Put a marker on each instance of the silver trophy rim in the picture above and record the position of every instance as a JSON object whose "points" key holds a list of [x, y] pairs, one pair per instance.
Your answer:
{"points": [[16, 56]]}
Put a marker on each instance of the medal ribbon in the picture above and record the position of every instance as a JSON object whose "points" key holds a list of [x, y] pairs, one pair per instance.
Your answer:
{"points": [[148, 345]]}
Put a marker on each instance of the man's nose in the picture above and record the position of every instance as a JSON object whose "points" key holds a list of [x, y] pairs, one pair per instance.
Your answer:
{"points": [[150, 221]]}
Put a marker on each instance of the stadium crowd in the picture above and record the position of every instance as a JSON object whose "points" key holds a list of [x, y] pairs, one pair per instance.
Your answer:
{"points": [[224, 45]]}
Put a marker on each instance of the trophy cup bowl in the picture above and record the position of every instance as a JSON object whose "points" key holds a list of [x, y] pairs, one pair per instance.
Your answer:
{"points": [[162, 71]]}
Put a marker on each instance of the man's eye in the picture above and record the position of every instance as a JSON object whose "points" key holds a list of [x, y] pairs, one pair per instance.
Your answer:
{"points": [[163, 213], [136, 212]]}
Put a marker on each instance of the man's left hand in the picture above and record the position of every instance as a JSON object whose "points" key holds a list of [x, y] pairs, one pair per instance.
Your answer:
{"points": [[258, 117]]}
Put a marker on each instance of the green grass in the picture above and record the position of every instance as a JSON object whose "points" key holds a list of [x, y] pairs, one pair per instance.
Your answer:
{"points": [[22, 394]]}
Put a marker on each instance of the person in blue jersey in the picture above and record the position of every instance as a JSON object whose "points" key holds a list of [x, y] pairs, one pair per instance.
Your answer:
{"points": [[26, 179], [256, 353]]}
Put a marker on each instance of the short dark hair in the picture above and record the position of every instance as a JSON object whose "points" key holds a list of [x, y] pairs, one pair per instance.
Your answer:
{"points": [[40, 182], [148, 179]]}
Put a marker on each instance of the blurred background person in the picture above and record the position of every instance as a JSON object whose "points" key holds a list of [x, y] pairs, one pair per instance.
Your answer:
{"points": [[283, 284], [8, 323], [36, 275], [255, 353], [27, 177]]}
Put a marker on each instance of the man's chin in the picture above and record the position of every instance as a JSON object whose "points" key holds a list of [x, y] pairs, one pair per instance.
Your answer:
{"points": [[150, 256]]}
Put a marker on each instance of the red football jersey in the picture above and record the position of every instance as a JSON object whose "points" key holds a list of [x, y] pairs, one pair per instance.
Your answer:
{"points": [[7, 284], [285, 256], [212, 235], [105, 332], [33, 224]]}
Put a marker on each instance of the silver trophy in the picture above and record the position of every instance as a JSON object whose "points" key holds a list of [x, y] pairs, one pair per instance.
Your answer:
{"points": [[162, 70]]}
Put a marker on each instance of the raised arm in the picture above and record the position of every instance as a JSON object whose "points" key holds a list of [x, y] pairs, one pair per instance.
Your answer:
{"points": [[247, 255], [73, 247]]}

Exercise requirements: Rewrite the rows from the line containing "Put a marker on each instance of the red" through the end of the rows, replacing "Your answer" with "Response" and keeping everything else the same.

Solution for this exercise:
Put a marker on each instance of the red football jersey in the picture above and record the position of every instance as a JSON object whose "points" key holds a list of [x, y] pairs, one pair per instance.
Response:
{"points": [[7, 284], [285, 256], [212, 235], [105, 332], [33, 224]]}
Put a marker on each instance of the silver trophy in the picture above and record the position of every instance as a JSON object whose "points" key holds a list of [x, y] pairs, one pair per instance.
Response:
{"points": [[162, 70]]}
Put a marker on each instance of the raised arm in the picture above and record the position of every instance as a JSON object whose "points" key holds a list of [x, y] pairs, one pair per instance.
Response:
{"points": [[247, 255], [73, 247]]}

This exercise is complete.